# YOUR INSTRUCTIONS
Copy out the stretch of the material from the line containing "Task: find each instance of the motor" through the line containing "Target: motor reflection in water", switching "reflection" to "mirror image" and changing nothing else. Give only those lines.

++++

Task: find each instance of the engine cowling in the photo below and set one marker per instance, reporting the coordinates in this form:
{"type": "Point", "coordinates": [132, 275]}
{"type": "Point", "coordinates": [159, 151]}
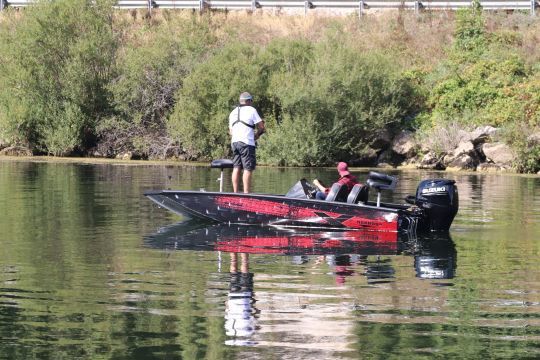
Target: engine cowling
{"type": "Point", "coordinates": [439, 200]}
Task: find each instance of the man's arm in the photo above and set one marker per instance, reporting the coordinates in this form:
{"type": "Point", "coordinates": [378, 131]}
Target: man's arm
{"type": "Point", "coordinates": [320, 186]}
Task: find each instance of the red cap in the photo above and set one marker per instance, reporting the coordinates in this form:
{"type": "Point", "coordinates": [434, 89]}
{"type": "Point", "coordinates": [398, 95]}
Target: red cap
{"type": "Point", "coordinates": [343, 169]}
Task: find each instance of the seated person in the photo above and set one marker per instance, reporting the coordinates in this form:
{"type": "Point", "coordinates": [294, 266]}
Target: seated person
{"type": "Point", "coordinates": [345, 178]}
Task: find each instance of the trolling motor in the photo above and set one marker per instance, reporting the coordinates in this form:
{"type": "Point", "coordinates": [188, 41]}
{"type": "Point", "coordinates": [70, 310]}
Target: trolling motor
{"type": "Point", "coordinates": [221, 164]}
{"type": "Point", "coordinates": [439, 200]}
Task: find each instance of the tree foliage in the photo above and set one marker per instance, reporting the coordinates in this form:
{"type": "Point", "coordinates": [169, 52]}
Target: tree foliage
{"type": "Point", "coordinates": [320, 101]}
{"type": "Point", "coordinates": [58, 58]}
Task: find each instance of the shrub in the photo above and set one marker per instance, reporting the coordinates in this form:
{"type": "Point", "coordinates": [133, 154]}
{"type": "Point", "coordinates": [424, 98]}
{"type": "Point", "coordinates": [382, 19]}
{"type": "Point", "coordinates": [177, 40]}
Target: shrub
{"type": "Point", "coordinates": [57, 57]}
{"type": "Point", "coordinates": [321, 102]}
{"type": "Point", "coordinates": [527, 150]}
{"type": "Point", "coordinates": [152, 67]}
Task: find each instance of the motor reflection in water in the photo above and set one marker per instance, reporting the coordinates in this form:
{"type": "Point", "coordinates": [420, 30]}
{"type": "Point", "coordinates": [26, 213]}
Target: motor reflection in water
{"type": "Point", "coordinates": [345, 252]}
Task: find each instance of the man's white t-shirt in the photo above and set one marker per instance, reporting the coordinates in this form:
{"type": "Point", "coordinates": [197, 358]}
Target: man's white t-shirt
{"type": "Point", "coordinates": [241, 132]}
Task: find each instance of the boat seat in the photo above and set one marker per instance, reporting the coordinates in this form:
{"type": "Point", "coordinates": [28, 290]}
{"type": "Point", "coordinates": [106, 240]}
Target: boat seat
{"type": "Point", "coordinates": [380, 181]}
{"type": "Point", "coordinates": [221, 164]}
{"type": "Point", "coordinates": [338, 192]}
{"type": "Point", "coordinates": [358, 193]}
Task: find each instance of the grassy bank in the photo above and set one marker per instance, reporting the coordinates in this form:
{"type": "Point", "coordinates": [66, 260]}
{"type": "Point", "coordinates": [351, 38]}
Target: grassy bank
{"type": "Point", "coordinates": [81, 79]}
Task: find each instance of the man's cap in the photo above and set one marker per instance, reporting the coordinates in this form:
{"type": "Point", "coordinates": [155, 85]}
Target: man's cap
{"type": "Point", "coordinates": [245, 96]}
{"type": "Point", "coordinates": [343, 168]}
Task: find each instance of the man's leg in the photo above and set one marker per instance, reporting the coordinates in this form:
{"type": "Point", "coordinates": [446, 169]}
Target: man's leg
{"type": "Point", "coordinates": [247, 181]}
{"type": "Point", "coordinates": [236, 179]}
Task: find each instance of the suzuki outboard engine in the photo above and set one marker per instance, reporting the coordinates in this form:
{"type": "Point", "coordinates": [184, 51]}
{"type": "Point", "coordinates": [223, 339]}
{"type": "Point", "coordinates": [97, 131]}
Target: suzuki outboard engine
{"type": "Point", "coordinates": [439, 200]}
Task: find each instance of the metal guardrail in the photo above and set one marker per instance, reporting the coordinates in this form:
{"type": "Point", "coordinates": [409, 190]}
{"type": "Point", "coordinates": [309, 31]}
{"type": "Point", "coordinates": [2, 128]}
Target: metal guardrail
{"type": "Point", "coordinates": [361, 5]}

++++

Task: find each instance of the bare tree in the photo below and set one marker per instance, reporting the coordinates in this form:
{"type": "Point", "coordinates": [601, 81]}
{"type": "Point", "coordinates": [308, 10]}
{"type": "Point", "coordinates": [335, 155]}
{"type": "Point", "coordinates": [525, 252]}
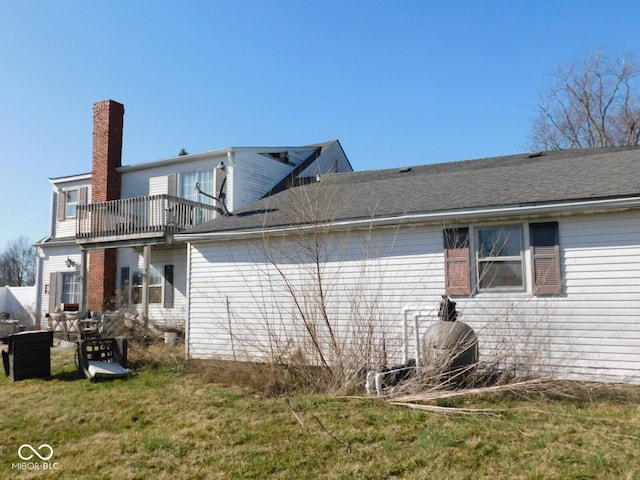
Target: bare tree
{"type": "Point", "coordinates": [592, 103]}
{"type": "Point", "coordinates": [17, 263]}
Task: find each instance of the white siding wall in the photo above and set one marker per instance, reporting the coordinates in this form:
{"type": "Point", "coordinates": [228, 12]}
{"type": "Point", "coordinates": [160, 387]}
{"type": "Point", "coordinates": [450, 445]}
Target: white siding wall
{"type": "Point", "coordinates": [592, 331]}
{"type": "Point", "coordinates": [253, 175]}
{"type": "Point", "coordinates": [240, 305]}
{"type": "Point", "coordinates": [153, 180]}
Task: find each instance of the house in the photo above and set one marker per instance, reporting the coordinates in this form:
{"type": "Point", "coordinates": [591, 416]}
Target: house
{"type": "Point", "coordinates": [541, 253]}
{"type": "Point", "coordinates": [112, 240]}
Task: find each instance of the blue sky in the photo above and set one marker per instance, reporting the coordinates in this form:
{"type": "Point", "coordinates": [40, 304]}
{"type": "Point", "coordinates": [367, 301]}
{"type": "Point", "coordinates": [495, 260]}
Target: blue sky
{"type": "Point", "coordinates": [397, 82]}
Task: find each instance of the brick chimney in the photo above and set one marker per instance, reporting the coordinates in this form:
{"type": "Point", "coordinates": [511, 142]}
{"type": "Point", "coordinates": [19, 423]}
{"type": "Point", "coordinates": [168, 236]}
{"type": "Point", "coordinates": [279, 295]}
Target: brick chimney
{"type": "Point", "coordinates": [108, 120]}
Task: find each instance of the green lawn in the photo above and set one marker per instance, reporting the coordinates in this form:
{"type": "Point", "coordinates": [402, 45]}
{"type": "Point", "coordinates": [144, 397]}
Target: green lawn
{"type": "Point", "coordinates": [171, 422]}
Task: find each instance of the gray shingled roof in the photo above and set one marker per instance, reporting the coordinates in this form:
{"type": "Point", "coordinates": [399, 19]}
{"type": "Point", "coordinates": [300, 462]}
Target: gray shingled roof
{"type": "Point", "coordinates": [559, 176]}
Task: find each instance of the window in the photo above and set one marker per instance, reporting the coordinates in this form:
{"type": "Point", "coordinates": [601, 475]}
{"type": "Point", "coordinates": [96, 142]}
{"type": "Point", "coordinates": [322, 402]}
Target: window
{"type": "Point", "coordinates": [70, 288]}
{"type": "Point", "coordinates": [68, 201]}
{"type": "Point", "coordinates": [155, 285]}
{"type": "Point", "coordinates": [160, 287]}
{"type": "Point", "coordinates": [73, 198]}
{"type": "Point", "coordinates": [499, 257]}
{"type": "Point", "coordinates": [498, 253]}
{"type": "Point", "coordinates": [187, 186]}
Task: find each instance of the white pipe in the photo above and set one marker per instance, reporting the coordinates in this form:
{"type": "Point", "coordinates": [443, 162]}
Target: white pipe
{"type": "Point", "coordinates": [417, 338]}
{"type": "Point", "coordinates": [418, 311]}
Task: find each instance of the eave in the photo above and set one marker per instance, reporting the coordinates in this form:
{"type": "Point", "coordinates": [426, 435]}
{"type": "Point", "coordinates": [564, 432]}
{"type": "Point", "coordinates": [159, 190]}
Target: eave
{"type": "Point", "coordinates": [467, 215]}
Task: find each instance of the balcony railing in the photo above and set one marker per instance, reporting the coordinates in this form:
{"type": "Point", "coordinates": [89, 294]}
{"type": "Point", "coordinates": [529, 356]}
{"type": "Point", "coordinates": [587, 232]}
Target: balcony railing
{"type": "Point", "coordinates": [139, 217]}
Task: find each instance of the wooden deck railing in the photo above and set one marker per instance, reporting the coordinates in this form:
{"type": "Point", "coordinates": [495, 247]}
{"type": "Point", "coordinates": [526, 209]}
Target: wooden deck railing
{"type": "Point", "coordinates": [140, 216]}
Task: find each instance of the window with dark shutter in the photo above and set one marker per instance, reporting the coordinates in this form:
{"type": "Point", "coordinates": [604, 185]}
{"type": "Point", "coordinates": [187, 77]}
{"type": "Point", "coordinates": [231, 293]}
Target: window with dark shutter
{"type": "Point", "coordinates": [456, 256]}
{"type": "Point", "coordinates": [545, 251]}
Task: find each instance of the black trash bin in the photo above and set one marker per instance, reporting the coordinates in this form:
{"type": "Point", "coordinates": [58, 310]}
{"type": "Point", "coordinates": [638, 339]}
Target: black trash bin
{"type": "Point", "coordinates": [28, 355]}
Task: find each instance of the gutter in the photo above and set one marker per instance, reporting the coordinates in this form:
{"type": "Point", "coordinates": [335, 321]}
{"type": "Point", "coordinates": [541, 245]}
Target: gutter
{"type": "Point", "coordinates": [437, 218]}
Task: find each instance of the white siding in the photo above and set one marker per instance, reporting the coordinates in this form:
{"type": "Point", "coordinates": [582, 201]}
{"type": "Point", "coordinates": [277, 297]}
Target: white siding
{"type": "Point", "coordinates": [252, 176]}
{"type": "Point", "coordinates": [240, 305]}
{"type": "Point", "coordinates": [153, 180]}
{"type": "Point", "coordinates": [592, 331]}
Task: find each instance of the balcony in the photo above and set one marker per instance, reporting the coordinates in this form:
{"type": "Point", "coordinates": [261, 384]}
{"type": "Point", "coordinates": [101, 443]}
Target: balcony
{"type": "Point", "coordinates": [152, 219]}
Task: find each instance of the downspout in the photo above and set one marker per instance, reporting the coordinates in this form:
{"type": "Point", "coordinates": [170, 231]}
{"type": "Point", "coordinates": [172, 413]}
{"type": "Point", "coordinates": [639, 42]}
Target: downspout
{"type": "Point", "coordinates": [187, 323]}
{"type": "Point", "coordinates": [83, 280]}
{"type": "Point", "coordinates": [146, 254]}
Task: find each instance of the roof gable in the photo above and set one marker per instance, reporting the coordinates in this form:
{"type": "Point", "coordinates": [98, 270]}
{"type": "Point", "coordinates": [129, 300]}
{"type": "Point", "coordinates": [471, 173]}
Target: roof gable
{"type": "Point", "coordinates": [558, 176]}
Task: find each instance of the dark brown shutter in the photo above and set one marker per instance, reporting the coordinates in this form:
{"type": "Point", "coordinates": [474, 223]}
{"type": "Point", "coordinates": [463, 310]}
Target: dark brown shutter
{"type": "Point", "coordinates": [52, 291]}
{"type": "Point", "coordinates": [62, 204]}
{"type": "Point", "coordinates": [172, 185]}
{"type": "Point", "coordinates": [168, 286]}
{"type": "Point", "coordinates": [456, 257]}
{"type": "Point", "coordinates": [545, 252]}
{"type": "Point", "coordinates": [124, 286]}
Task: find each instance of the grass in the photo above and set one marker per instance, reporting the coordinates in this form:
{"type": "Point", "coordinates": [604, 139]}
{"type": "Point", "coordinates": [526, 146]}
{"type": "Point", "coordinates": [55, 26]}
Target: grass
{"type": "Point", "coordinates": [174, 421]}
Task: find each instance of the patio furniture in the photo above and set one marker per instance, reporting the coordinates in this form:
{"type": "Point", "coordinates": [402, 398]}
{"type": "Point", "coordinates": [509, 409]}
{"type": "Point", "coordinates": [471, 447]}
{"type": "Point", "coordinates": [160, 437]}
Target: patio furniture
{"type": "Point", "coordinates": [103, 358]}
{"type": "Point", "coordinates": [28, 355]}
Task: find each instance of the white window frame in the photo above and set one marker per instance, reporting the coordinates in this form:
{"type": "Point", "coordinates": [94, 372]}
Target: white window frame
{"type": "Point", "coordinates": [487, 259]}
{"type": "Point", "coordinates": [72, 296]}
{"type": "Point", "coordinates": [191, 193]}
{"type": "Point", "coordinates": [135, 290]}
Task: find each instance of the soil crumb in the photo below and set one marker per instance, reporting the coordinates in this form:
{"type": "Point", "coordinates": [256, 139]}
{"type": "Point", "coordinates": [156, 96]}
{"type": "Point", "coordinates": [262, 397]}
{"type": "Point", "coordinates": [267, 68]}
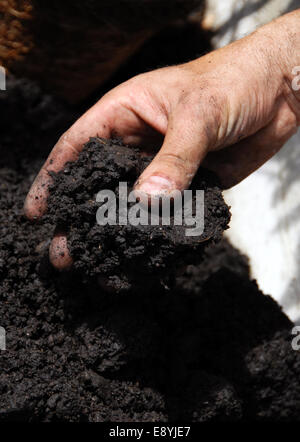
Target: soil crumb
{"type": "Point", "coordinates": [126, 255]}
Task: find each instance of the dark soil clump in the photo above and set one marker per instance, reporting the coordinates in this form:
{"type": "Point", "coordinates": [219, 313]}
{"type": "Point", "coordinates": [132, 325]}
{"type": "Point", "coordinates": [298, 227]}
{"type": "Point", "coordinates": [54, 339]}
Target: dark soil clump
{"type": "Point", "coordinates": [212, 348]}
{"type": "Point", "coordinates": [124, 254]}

++++

# FULL SOLUTION
Task: find each instance of the motor mirror image in water in the photo above and set one marker per instance, reporting the coordinates in this form:
{"type": "Point", "coordinates": [420, 30]}
{"type": "Point", "coordinates": [26, 213]}
Target: motor mirror image in water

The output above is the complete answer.